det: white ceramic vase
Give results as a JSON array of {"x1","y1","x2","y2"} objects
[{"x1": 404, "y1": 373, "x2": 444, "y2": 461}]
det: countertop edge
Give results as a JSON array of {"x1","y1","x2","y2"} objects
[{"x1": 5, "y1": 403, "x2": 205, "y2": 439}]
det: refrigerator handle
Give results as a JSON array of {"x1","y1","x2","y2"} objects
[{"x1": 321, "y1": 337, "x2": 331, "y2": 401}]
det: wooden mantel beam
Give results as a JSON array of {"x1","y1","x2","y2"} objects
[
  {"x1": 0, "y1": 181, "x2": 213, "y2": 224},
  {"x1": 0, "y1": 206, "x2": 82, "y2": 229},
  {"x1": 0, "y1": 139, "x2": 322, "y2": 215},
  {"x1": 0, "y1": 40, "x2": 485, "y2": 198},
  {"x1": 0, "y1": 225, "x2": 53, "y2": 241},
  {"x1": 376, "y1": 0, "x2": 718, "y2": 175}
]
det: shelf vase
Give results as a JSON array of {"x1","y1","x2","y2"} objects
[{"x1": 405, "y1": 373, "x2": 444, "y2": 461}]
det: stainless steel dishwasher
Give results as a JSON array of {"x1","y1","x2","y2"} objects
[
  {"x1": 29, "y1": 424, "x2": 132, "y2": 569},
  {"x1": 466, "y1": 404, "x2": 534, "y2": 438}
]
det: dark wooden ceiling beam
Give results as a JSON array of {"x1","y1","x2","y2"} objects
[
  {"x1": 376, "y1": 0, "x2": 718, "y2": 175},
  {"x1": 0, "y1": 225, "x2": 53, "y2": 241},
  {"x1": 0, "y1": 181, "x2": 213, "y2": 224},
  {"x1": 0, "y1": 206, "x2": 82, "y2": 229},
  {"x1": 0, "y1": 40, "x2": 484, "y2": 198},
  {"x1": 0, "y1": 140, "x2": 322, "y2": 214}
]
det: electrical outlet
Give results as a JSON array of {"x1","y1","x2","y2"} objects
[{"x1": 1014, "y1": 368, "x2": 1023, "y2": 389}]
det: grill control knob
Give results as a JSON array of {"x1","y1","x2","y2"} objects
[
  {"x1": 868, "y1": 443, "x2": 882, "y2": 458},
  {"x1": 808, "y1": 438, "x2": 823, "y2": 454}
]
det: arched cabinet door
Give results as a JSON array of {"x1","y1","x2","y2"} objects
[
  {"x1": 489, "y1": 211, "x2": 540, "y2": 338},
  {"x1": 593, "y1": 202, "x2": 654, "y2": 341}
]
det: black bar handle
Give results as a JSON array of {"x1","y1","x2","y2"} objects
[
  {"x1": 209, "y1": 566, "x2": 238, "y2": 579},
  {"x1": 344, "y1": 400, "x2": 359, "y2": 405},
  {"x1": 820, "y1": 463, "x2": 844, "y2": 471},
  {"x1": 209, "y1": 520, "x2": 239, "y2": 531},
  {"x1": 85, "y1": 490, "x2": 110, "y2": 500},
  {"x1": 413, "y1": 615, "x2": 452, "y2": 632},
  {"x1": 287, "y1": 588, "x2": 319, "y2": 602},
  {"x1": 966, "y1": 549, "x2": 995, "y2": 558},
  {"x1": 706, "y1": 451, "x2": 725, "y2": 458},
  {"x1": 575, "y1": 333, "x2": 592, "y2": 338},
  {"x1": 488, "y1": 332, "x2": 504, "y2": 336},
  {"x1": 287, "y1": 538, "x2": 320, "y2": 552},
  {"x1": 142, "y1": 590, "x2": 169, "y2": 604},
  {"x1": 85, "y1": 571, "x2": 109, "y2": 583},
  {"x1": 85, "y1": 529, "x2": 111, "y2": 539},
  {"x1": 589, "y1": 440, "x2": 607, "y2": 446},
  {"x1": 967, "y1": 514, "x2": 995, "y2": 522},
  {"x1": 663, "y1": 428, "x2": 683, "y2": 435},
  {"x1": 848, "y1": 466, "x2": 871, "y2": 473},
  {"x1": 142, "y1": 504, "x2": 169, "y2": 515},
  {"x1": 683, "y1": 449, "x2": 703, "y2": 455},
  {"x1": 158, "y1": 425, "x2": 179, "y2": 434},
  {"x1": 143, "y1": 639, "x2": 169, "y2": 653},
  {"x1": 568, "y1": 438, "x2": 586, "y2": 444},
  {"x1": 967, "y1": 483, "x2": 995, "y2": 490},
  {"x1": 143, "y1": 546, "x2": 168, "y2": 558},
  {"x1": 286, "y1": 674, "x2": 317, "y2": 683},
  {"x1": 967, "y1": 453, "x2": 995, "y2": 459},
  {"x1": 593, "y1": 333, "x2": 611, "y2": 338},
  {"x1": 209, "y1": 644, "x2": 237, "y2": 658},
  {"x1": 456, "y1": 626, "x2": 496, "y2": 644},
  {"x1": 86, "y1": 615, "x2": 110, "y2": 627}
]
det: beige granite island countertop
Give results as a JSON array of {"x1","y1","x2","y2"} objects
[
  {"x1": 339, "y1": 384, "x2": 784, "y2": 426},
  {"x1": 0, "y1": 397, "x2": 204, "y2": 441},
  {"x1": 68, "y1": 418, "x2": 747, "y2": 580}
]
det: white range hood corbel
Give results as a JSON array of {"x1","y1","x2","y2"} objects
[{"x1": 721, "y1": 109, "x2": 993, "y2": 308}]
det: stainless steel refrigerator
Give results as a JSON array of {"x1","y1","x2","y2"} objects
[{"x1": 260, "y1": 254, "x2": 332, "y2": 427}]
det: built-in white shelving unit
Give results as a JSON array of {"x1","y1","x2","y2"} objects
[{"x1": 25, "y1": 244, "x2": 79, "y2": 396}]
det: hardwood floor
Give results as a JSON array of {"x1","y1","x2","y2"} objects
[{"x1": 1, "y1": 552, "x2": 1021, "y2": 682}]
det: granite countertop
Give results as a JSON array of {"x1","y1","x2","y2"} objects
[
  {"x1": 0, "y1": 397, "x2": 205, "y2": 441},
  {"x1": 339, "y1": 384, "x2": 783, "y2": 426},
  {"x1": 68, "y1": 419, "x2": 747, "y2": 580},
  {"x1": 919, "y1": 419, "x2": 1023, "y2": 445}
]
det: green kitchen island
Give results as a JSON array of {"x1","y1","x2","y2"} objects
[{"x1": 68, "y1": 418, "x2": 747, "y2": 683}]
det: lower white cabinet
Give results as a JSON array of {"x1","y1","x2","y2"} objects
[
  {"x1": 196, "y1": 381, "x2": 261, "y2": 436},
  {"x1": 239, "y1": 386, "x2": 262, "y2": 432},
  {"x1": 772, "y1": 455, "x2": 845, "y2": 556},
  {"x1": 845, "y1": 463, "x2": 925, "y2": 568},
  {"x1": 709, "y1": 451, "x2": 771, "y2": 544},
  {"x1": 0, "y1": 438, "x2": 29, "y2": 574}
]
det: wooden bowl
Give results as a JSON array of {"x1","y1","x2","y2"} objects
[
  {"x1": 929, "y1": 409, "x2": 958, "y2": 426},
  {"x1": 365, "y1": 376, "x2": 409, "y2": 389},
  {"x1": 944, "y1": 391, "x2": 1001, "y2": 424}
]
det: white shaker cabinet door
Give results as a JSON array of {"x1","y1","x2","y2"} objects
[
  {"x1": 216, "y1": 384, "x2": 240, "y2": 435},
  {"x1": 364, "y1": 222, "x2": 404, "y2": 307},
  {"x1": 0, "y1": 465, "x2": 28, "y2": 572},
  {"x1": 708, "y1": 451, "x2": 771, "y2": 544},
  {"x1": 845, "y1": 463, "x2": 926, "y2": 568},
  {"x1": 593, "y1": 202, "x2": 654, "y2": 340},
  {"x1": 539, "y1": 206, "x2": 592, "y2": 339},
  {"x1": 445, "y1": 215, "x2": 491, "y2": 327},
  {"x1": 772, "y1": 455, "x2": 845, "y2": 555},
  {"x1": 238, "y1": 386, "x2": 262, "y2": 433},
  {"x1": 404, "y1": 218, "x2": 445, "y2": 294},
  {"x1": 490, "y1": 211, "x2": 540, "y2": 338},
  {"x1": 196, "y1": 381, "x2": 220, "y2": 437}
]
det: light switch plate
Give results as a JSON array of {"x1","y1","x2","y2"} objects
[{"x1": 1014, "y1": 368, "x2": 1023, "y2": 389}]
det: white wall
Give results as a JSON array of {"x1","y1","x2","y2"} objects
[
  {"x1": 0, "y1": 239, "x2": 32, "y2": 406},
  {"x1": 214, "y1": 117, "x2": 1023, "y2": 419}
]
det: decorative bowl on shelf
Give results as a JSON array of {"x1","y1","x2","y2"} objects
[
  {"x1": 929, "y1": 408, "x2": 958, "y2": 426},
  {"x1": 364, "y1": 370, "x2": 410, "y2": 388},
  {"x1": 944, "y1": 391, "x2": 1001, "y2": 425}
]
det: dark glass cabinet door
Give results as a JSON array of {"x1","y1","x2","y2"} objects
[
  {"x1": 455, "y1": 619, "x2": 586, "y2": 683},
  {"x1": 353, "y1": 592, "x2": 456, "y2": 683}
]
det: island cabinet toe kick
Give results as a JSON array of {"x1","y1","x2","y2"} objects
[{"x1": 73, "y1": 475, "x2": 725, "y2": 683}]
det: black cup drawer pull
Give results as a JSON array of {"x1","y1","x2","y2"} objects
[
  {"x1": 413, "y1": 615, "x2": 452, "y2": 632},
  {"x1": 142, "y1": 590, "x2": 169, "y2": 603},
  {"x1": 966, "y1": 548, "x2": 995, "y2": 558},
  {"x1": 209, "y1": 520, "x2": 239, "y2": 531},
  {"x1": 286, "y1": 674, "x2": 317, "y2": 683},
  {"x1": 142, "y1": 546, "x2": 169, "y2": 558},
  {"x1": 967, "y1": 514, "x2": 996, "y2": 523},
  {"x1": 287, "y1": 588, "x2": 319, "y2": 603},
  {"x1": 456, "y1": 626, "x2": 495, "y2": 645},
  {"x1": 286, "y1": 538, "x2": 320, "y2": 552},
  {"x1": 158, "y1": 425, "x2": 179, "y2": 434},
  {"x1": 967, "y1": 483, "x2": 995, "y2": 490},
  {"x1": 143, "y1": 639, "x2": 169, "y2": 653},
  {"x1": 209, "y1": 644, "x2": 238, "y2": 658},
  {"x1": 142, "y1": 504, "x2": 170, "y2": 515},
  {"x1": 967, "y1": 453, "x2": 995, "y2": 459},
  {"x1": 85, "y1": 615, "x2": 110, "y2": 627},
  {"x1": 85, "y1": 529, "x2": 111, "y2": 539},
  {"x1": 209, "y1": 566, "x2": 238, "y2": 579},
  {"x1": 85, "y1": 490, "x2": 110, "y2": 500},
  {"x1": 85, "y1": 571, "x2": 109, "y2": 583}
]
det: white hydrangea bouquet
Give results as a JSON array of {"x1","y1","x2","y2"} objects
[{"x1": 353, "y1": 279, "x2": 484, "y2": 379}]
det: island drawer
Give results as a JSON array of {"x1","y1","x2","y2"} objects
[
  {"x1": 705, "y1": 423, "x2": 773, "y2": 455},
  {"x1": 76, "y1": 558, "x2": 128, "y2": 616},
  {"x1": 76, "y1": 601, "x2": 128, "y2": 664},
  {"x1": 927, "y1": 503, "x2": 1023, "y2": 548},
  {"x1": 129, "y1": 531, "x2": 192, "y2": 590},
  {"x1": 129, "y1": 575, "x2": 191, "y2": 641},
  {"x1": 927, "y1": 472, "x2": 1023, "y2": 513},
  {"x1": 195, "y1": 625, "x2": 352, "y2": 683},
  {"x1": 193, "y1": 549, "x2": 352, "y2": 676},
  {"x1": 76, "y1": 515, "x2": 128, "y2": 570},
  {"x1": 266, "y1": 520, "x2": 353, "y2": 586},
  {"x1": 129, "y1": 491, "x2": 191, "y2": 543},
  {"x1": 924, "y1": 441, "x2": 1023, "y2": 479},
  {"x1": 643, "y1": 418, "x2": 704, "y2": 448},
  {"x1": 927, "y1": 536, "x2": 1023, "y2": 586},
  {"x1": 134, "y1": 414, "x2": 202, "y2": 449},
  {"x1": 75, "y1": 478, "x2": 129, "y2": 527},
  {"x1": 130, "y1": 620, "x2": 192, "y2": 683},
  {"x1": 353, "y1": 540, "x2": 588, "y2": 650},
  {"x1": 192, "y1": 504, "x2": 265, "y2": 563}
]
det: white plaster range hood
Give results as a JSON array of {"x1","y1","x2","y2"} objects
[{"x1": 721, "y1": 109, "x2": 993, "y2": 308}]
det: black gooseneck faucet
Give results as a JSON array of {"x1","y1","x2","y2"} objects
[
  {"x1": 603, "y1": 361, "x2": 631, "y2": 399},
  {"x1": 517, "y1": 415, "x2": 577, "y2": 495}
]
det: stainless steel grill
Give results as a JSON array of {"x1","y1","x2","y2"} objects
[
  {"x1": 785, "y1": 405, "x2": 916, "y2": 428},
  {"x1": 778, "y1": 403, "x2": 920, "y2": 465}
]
........
_Your task_. Retype the portion of the data above that starts on the line with "det: white wall" and finishes on the line with "det: decorative bowl on shelf", including both of those lines.

_Response_.
det: white wall
Give results as a JSON array of {"x1","y1","x2","y2"} objects
[
  {"x1": 0, "y1": 239, "x2": 32, "y2": 406},
  {"x1": 214, "y1": 117, "x2": 1023, "y2": 419}
]
det: decorative bowl on shelf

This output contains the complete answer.